Material for this task:

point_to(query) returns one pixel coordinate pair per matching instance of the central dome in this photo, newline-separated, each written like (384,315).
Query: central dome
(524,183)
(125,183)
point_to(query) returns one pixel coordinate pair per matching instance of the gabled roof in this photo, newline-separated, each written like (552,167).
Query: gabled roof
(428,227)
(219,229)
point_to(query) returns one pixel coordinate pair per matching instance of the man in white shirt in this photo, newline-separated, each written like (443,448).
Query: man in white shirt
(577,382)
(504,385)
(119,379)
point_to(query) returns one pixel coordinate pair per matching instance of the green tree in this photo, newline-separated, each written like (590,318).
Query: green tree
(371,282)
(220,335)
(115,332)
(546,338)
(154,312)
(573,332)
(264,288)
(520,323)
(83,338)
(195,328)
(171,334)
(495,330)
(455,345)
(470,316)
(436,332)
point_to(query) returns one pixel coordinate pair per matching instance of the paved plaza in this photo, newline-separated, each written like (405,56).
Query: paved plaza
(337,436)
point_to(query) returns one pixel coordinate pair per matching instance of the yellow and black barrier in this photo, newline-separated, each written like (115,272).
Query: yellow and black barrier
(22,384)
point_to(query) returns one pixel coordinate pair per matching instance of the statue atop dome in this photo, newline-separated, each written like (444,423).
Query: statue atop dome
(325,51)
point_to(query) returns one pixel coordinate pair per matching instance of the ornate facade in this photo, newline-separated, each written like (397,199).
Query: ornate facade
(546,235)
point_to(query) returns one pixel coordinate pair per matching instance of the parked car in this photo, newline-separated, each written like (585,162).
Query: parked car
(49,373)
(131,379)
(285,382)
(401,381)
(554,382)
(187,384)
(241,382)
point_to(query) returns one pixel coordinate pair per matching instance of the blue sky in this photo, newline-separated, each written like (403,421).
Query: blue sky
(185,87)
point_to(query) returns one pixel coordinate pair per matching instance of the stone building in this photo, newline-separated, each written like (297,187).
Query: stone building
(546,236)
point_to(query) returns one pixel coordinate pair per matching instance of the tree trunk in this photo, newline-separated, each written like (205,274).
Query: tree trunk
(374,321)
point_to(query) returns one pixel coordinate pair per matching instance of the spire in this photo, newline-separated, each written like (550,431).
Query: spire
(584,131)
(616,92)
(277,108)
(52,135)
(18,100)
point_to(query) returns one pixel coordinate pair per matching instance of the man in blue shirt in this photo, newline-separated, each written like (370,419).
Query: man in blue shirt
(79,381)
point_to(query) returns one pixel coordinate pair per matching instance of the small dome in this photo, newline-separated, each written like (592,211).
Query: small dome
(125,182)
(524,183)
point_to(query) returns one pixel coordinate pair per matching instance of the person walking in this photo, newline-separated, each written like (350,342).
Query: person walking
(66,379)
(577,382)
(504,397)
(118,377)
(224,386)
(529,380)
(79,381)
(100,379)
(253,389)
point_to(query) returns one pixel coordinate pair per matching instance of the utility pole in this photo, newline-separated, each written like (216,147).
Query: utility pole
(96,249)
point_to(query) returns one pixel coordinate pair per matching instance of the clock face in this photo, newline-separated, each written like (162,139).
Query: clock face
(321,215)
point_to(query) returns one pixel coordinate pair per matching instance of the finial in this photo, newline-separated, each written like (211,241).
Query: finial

What to work on:
Lay out the listing above as a Markdown table with two columns, Row and Entry: Row numbers each line in order, and Entry holds the line itself. Skip blank lines.

In response:
| Row | Entry |
|---|---|
| 1 | point_to(query) returns one pixel coordinate pair per matching instance of the central dome in this photo, newline-separated, each written like (384,315). |
| 2 | Query: central dome |
| 3 | (524,183) |
| 4 | (125,183) |
| 5 | point_to(query) returns one pixel coordinate pair per matching instance of the gabled roof in this photo, newline-separated, each written like (552,167). |
| 6 | Query: gabled roof |
| 7 | (428,227) |
| 8 | (219,229) |
| 9 | point_to(query) returns one pixel coordinate pair per matching instance of the man in white shirt in this photo, newline-separated, each written like (443,448). |
| 10 | Query: man in white shirt |
| 11 | (577,382) |
| 12 | (504,385) |
| 13 | (119,379) |
| 14 | point_to(query) returns one pixel coordinate pair per matching instance of the green tree in this photo, newline-separated, each written like (590,318). |
| 15 | Query: green tree |
| 16 | (371,282) |
| 17 | (220,335) |
| 18 | (115,332) |
| 19 | (546,338) |
| 20 | (154,312) |
| 21 | (573,332) |
| 22 | (264,288) |
| 23 | (520,323) |
| 24 | (83,338) |
| 25 | (195,328) |
| 26 | (171,334) |
| 27 | (495,330) |
| 28 | (455,345) |
| 29 | (470,316) |
| 30 | (436,332) |
| 31 | point_to(query) returns one pixel coordinate pair per matching instance of the paved plaza in this photo, newline-separated, each written like (405,56). |
| 32 | Query: paved plaza |
| 33 | (337,436) |
| 34 | point_to(query) returns one pixel coordinate pair per matching instance of the yellow and black barrier in this photo, newline-separated, each written like (115,272). |
| 35 | Query: yellow and black barrier |
| 36 | (22,384) |
| 37 | point_to(query) returns one pixel coordinate pair per matching instance of the statue atop dome in this photo, newline-separated, each written like (444,423). |
| 38 | Query: statue atop dome |
| 39 | (325,51) |
| 40 | point_to(query) returns one pixel coordinate pair per matching instance of the ornate facade in this photo, newline-separated, each written like (397,199). |
| 41 | Query: ornate facade |
| 42 | (546,235) |
| 43 | point_to(query) returns one pixel coordinate pair per matching instance of the parked car in this photo, newline-separated, each written like (585,162). |
| 44 | Query: parked car |
| 45 | (49,373) |
| 46 | (131,379) |
| 47 | (285,382) |
| 48 | (401,381) |
| 49 | (554,382) |
| 50 | (187,384) |
| 51 | (241,382) |
| 52 | point_to(query) returns one pixel coordinate pair per matching instance of the blue sky in this photo, newline-separated, each written like (403,421). |
| 53 | Query: blue sky |
| 54 | (185,87) |
| 55 | point_to(query) returns one pixel coordinate pair per matching instance of the stone building in this photo, newline-separated, each written like (297,187). |
| 56 | Query: stone building |
| 57 | (546,236) |
| 58 | point_to(query) returns one pixel coordinate pair per matching instance of the tree trunk in this photo, newline-separated, each written like (205,274). |
| 59 | Query: tree trunk |
| 60 | (374,321) |
| 61 | point_to(query) returns one pixel coordinate pair per matching instance of the spire in this photo, newline-separated, each written like (550,431). |
| 62 | Query: spire |
| 63 | (584,131) |
| 64 | (616,92) |
| 65 | (277,108) |
| 66 | (52,135) |
| 67 | (18,100) |
| 68 | point_to(query) returns one pixel coordinate pair per matching instance of the man in blue shirt in this photo, newline-separated, each written like (370,419). |
| 69 | Query: man in blue shirt |
| 70 | (79,381) |
| 71 | point_to(query) returns one pixel coordinate pair per matching instance of the small dome in this photo, newline-separated, each written like (592,211). |
| 72 | Query: small dome |
| 73 | (125,182) |
| 74 | (524,183) |
| 75 | point_to(query) returns one pixel coordinate pair per matching instance of the person walking in this photo, newline-separated, each written like (350,342). |
| 76 | Query: person walking |
| 77 | (66,379) |
| 78 | (577,382) |
| 79 | (504,397) |
| 80 | (118,377) |
| 81 | (224,386) |
| 82 | (529,380) |
| 83 | (79,381) |
| 84 | (100,379) |
| 85 | (253,389) |
| 86 | point_to(query) returns one pixel coordinate pair per matching instance of the utility pole in this photo, newline-separated, each written like (216,147). |
| 87 | Query: utility pole |
| 88 | (96,249) |
| 89 | point_to(query) returns one pixel coordinate pair per matching instance of the clock face in this photo, newline-separated, each written like (162,139). |
| 90 | Query: clock face |
| 91 | (321,215) |
| 92 | point_to(query) returns one pixel coordinate pair per matching instance of the finial in this photo, newline-separated, each written like (211,241). |
| 93 | Query: finial |